**Aim of the exercise**.
In full and without alteration, print the entries.

────────────────────

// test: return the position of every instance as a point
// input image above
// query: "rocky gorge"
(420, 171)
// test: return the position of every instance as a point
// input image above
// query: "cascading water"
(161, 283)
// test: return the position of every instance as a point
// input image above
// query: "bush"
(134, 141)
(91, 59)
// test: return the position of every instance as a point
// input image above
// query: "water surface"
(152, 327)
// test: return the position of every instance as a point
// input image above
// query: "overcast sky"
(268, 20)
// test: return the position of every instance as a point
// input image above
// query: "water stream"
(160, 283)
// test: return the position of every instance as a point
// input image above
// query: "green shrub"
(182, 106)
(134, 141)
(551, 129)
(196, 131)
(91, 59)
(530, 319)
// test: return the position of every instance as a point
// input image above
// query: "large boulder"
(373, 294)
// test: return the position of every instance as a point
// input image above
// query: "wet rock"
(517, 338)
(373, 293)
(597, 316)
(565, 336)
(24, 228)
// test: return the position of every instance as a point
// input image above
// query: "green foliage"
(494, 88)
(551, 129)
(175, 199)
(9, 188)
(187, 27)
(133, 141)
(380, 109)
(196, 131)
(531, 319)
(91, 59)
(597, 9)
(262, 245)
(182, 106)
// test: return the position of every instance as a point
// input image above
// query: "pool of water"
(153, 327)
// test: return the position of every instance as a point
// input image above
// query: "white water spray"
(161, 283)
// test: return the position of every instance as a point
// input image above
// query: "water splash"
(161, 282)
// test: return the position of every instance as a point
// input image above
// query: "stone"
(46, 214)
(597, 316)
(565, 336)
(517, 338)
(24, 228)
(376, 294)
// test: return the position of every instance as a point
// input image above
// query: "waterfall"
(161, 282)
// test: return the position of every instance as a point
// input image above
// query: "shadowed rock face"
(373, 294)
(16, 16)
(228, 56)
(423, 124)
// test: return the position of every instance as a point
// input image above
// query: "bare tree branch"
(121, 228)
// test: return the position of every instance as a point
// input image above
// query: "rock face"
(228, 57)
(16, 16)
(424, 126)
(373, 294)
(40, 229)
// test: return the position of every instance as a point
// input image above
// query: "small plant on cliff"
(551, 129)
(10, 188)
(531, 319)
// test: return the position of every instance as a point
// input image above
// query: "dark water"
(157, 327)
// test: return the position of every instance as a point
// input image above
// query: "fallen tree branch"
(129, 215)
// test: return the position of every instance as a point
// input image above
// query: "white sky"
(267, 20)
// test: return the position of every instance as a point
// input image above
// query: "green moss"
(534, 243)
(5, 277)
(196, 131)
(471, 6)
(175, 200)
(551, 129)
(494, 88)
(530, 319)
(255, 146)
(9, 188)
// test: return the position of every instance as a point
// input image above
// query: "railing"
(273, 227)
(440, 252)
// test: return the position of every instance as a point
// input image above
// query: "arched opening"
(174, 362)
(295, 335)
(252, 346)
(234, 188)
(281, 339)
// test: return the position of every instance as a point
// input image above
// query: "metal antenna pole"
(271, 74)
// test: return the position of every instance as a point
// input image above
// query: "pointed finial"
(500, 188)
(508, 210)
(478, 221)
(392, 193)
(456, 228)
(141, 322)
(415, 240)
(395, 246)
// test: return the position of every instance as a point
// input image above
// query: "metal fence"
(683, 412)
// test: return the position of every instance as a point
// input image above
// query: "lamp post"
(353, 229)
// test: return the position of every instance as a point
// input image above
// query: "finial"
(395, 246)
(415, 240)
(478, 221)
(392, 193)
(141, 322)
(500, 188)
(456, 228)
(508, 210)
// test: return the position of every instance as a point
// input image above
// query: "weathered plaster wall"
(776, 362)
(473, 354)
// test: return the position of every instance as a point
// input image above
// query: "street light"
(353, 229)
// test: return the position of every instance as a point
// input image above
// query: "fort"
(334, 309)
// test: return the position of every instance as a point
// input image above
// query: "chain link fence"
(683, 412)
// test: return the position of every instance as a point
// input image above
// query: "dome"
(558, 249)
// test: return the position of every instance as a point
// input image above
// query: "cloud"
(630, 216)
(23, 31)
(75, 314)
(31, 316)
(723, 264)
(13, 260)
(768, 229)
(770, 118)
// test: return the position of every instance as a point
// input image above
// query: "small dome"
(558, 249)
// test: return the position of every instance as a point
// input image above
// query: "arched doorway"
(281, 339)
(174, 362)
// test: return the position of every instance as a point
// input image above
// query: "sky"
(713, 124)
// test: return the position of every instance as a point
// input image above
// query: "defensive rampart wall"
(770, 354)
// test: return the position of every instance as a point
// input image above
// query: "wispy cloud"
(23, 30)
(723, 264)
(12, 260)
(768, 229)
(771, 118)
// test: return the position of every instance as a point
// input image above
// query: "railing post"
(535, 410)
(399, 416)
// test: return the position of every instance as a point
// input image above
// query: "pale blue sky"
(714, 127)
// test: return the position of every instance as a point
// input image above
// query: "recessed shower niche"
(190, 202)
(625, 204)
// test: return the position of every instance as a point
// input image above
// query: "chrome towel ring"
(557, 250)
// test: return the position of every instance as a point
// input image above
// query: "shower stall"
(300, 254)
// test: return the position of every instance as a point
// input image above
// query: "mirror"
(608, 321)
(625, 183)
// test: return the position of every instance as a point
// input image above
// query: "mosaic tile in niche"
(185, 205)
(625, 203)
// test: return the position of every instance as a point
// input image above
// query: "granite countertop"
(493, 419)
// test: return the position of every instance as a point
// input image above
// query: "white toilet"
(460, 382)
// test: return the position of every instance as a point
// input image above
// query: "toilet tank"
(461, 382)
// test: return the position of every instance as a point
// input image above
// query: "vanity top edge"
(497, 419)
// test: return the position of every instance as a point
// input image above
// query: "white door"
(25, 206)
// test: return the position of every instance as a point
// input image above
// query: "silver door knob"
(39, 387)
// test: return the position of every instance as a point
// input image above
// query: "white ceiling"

────────────────────

**Exercise output**.
// test: return the position of every instance as a point
// input image above
// query: "rocky gorge"
(420, 171)
// test: return the position of every instance as a point
// input image above
// query: "cascading water"
(161, 283)
// test: return the position of every instance as a point
// input image above
// query: "bush"
(134, 141)
(91, 59)
// test: return the position of every instance as a point
// input image above
// query: "water surface"
(152, 327)
// test: return the position of every instance as a point
// input image above
// query: "overcast sky"
(268, 20)
// test: return the position of every instance as a point
// input image above
// query: "water stream"
(160, 283)
// test: return the position of every instance as a point
// input image above
// query: "green shrub"
(182, 106)
(134, 141)
(551, 129)
(196, 131)
(91, 59)
(530, 319)
// test: return the position of every instance as a point
// input image above
// query: "large boulder"
(373, 294)
// test: return the position of every instance as a point
// input image above
// query: "wet rock"
(517, 338)
(373, 293)
(597, 316)
(565, 336)
(24, 228)
// test: return the position of every instance as a point
// input image above
// query: "green foliage"
(494, 88)
(551, 129)
(175, 199)
(9, 188)
(187, 27)
(133, 141)
(380, 109)
(196, 131)
(531, 319)
(91, 59)
(597, 9)
(262, 245)
(182, 106)
// test: return the position of every instance as a point
// input image above
// query: "pool of water"
(153, 327)
// test: return the position of every instance as a point
// input image above
// query: "white water spray"
(161, 283)
// test: return the position of every instance as a point
// input image above
// query: "water splash"
(161, 282)
// test: return the position of every instance as a point
// input image above
// query: "stone"
(46, 214)
(597, 316)
(565, 336)
(517, 338)
(24, 228)
(376, 294)
// test: return the position of every instance as a point
// input image above
// query: "waterfall"
(161, 282)
// test: return the position of every instance as a point
// input image above
// query: "shadowed rock face"
(373, 294)
(16, 16)
(228, 56)
(423, 124)
// test: return the position of every instance as a point
// input image above
// query: "bare tree branch"
(121, 228)
// test: return the position of every instance as a point
// input image above
// query: "rock face"
(228, 57)
(16, 16)
(424, 126)
(373, 294)
(40, 229)
// test: return the position of every instance as a point
// input image above
// query: "small plant on cliff"
(551, 129)
(10, 188)
(531, 319)
// test: return the position of every instance as a point
// input image above
// query: "dark water"
(157, 327)
// test: return the position of every instance as a point
// input image above
// query: "fallen tree branch"
(129, 215)
// test: return the position of every instance as a point
// input image above
// query: "white sky"
(267, 20)
// test: return the position of every instance as a point
// input image above
// query: "green moss"
(534, 243)
(5, 277)
(196, 131)
(471, 6)
(175, 200)
(551, 129)
(494, 88)
(530, 319)
(255, 146)
(9, 188)
// test: return the position of every instance as a point
// input image above
// query: "railing"
(273, 227)
(440, 252)
// test: return the position of every instance as a point
// input image above
// query: "arched opening"
(174, 362)
(295, 335)
(252, 346)
(234, 188)
(281, 339)
// test: return the position of every instance as a point
// input image above
// query: "metal antenna pole"
(271, 74)
// test: return the position of every instance as a point
// input image above
// query: "pointed finial"
(500, 188)
(508, 210)
(478, 221)
(392, 193)
(456, 228)
(141, 322)
(415, 240)
(395, 246)
// test: return the position of every instance as a point
// input image above
// query: "metal fence"
(683, 412)
// test: return the position of every instance as a point
// input image above
// query: "lamp post"
(353, 229)
// test: return the position of every instance as a point
// input image above
// query: "finial"
(395, 246)
(415, 240)
(478, 221)
(392, 193)
(141, 322)
(500, 188)
(456, 228)
(508, 210)
// test: return the position of every instance as a point
// input image above
// query: "weathered plaster wall"
(776, 362)
(473, 354)
// test: return the position of every instance as a point
// input image above
// query: "street light"
(353, 229)
// test: return the position of every instance as a point
// input image above
// query: "fort"
(334, 309)
// test: return the position of every instance as a point
// input image above
// query: "chain link fence"
(683, 412)
// test: return the position of every instance as a point
// input image above
// query: "dome"
(558, 249)
// test: return the position of every instance as a point
// input image above
// query: "cloud"
(630, 216)
(23, 31)
(75, 314)
(31, 316)
(723, 264)
(13, 260)
(768, 229)
(770, 118)
// test: return the position of every instance as a point
// input image above
// query: "small dome"
(558, 249)
// test: return the position of every instance as a point
// input image above
// query: "arched doorway"
(281, 339)
(174, 362)
// test: return the position of every instance as a point
// input image above
// query: "sky"
(713, 124)
// test: return the position of every instance as a point
// input image above
// query: "defensive rampart wall"
(770, 354)
// test: return the position of every instance as a point
// input image above
// query: "wispy cloud"
(23, 30)
(723, 264)
(12, 260)
(768, 229)
(771, 118)
// test: return the position of every instance as a point
// input image above
// query: "railing post"
(535, 410)
(399, 416)
// test: return the position of every instance as a point
// input image above
// query: "pale blue sky"
(714, 127)
// test: return the position of every instance as a point
// input image above
// query: "recessed shower niche"
(190, 202)
(625, 204)
// test: return the position of every instance as a point
// input image above
// query: "chrome towel ring"
(557, 250)
// test: return the position of every instance as a point
// input image above
// query: "shower stall"
(300, 254)
// test: return the position of every instance as a point
// input image above
// query: "mirror"
(608, 321)
(625, 183)
// test: return the position of every instance as a point
// input image above
// query: "mosaic tile in niche"
(185, 205)
(625, 203)
// test: return the position of every instance as a point
// input image above
// query: "granite countertop"
(493, 419)
// test: return the position of every instance as a point
// input image above
// query: "white toilet"
(460, 382)
// test: return the position of every instance as a point
// input image above
// query: "toilet tank"
(461, 382)
// test: return the position of every instance as a point
// input image above
// query: "vanity top edge"
(497, 419)
// test: return the position of every instance as a point
// input image above
// query: "white door"
(25, 206)
// test: return the position of every instance as a point
// input image above
// query: "silver door knob"
(39, 387)
// test: return the position of every instance as a point
// input image above
// query: "white ceiling"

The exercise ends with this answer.